Copy the records below verbatim, starting at the line containing "[locate] white ceiling" and continuing through the final line of the records, both ends included.

---+---

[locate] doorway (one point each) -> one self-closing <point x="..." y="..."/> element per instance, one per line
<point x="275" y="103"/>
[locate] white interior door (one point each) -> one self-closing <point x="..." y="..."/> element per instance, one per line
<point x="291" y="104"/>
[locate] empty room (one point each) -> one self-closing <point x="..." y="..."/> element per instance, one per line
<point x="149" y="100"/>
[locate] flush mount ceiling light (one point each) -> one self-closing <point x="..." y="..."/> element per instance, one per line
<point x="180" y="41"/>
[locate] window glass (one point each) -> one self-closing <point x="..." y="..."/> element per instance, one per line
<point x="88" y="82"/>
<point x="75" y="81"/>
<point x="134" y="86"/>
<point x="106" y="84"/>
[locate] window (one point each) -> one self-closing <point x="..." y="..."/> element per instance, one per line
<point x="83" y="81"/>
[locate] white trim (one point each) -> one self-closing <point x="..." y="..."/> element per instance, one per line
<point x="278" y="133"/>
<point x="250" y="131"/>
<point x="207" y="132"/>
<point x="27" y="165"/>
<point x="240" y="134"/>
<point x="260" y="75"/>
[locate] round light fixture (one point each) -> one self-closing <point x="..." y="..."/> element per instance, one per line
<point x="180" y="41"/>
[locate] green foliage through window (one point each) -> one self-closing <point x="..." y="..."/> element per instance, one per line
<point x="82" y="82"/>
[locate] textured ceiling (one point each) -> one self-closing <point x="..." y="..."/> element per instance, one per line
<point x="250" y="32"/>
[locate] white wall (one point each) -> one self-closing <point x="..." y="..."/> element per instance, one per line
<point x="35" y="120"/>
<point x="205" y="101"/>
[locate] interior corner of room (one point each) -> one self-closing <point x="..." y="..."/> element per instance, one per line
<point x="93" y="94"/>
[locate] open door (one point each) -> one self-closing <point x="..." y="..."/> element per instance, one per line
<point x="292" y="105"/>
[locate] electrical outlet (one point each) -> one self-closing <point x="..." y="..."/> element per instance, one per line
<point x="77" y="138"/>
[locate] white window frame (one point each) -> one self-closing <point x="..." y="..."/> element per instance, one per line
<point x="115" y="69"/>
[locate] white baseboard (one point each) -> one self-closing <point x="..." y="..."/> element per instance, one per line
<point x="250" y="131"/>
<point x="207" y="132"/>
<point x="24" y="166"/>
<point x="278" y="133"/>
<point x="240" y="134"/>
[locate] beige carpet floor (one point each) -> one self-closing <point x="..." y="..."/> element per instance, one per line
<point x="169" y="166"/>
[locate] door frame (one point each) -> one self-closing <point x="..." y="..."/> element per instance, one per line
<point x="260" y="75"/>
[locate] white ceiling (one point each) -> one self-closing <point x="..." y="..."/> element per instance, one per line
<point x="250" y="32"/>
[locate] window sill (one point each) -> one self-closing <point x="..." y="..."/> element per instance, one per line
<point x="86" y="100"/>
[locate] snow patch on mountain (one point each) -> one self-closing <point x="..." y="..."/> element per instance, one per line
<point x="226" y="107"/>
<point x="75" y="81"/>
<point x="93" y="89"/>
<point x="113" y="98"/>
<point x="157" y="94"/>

---+---

- **Exercise answer**
[locate] white ceiling (one point each) -> one self-closing <point x="..." y="..."/> element per instance, one per line
<point x="250" y="32"/>
[locate] window sill (one point each) -> one self-closing <point x="..." y="..."/> element per instance, one per line
<point x="86" y="100"/>
[locate] snow patch on mountain (one point each) -> one self-closing <point x="..." y="..."/> element per instance, one per line
<point x="226" y="107"/>
<point x="75" y="81"/>
<point x="93" y="89"/>
<point x="113" y="98"/>
<point x="157" y="94"/>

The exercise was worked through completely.